Directions: Pull every "plaid" line out of the data below.

Stored dataset items:
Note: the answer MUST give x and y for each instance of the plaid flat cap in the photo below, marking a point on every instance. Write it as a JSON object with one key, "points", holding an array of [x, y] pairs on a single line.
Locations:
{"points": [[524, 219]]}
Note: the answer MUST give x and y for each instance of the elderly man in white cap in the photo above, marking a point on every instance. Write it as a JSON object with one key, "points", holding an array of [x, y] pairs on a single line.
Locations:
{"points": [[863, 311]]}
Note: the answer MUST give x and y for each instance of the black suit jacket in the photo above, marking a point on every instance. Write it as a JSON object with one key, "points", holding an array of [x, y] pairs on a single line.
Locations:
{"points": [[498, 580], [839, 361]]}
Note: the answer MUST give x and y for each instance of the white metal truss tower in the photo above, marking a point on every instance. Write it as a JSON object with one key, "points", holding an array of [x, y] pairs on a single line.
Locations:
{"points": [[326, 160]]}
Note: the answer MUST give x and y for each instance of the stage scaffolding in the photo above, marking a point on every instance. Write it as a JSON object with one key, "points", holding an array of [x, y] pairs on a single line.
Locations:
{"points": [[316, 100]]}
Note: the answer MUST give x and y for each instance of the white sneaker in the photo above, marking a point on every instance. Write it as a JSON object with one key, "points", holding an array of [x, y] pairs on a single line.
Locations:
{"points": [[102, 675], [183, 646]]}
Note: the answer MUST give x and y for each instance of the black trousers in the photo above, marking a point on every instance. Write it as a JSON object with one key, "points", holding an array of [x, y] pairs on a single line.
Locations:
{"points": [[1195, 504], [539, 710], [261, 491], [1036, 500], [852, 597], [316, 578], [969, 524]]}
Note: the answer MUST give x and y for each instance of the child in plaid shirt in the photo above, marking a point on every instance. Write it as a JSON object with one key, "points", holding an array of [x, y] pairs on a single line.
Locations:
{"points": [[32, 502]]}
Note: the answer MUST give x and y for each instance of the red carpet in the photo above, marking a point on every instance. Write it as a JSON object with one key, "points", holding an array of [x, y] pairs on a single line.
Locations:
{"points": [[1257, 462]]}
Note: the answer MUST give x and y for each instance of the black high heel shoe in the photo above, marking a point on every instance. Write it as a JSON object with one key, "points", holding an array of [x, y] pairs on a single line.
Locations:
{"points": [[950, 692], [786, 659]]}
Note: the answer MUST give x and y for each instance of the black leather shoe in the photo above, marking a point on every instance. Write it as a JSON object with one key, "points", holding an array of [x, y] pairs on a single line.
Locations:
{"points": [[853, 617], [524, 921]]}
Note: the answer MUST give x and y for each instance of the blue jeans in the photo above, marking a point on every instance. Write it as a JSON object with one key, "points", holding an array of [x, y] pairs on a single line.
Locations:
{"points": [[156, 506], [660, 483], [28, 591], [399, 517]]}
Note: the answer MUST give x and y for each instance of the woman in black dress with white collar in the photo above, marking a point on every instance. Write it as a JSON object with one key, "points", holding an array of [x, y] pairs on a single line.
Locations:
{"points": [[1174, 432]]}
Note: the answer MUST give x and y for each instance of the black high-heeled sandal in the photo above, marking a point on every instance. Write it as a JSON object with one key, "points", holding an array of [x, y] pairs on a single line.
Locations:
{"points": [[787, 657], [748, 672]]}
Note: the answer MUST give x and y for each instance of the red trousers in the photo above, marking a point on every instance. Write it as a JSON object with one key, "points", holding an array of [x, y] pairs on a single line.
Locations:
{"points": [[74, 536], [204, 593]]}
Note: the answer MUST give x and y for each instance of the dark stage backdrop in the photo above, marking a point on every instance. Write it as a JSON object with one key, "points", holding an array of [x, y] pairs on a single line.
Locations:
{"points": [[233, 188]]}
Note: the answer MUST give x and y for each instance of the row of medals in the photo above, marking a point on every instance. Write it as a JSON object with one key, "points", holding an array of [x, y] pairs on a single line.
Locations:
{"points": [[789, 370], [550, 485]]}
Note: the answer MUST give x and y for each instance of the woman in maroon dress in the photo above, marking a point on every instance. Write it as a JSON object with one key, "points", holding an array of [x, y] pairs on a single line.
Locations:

Expected answer:
Note: the answer MUST give x and y for each instance of the plaid flat cap in the photo below, marking a point on every instance. Write it as a JSON object with one key, "points", holding an array of [x, y] pairs on a single line.
Note: the answer MUST give x and y for each instance of the child in plaid shirt in the photo above, marking a point on every instance. Write it as a JSON object with one key, "points", holding an array of [x, y] pairs on a single line.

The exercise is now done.